WORK ITEM: Using the listing that follows, return every line with the word "white".

INFORMATION SHOWN:
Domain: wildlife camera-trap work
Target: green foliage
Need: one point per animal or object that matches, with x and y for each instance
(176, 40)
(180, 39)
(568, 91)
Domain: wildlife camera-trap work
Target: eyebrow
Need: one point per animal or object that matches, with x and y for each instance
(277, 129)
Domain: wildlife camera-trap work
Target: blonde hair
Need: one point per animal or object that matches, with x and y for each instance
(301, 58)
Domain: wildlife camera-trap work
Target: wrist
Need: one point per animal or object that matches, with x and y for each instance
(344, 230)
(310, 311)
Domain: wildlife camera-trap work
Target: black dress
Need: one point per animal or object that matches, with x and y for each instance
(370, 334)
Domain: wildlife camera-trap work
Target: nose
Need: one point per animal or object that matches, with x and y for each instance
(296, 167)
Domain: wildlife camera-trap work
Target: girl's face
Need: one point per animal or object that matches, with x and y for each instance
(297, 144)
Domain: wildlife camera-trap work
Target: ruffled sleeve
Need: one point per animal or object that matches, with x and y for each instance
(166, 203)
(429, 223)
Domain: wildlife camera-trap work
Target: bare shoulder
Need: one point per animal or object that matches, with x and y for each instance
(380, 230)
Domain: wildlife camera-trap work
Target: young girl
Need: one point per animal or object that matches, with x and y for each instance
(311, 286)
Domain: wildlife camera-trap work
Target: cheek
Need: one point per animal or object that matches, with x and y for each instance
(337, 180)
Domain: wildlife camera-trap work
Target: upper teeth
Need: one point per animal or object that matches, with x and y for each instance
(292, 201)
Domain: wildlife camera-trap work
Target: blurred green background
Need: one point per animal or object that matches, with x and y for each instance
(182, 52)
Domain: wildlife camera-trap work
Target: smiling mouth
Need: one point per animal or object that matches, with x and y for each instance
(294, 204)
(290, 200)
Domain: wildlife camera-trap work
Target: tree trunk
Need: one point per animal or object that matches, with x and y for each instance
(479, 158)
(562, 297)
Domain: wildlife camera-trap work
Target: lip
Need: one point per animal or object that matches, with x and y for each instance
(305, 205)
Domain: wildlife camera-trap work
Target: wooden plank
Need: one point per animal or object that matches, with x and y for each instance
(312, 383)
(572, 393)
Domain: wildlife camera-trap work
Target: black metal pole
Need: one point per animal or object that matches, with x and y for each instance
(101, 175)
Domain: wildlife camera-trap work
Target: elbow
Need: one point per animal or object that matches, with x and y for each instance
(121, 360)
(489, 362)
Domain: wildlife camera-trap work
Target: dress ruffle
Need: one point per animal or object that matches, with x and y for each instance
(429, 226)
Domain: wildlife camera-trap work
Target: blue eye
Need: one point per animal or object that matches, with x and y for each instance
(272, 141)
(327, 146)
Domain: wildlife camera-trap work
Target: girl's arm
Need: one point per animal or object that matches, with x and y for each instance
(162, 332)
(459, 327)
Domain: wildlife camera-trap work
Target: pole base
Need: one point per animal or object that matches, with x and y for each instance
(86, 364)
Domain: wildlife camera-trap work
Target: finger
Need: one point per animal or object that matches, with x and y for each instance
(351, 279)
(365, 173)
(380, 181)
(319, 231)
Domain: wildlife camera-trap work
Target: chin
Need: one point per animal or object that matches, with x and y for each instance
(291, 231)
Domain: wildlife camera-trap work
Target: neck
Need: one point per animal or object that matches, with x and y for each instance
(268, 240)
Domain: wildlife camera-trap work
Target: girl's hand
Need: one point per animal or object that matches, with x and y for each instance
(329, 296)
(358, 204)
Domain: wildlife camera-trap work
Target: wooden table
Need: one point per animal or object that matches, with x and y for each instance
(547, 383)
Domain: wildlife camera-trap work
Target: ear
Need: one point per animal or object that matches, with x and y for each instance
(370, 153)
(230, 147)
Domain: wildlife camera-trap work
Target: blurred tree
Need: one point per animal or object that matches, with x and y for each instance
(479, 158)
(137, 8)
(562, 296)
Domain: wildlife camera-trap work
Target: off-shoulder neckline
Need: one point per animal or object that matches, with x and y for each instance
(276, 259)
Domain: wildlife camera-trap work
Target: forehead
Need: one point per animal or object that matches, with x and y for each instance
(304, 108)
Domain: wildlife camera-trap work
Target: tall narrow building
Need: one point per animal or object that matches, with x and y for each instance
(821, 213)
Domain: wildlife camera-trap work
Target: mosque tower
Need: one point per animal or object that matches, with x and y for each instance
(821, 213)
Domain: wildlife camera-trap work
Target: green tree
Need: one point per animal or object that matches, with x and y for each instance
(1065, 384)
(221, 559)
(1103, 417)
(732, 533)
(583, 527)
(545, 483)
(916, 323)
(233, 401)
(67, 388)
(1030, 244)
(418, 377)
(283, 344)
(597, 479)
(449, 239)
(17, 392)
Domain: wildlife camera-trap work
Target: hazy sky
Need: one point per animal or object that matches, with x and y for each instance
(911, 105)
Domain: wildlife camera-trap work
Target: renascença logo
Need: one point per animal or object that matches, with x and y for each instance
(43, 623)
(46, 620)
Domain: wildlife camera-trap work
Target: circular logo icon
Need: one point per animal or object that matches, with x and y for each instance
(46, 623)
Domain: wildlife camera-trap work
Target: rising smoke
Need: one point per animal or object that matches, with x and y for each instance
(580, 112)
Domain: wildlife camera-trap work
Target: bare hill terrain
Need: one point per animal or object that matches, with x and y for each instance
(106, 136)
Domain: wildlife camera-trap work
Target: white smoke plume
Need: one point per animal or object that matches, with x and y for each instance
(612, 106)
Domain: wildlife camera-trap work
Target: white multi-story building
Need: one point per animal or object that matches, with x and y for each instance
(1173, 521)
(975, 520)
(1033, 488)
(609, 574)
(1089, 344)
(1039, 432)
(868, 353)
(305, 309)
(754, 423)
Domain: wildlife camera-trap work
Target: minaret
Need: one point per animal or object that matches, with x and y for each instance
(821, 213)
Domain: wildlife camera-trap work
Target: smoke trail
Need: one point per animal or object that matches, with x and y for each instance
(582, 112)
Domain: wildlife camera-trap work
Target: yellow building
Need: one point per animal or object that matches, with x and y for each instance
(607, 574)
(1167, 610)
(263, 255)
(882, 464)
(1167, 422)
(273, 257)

YOUR RESPONSE:
Target: white smoke plume
Target: white multi-story building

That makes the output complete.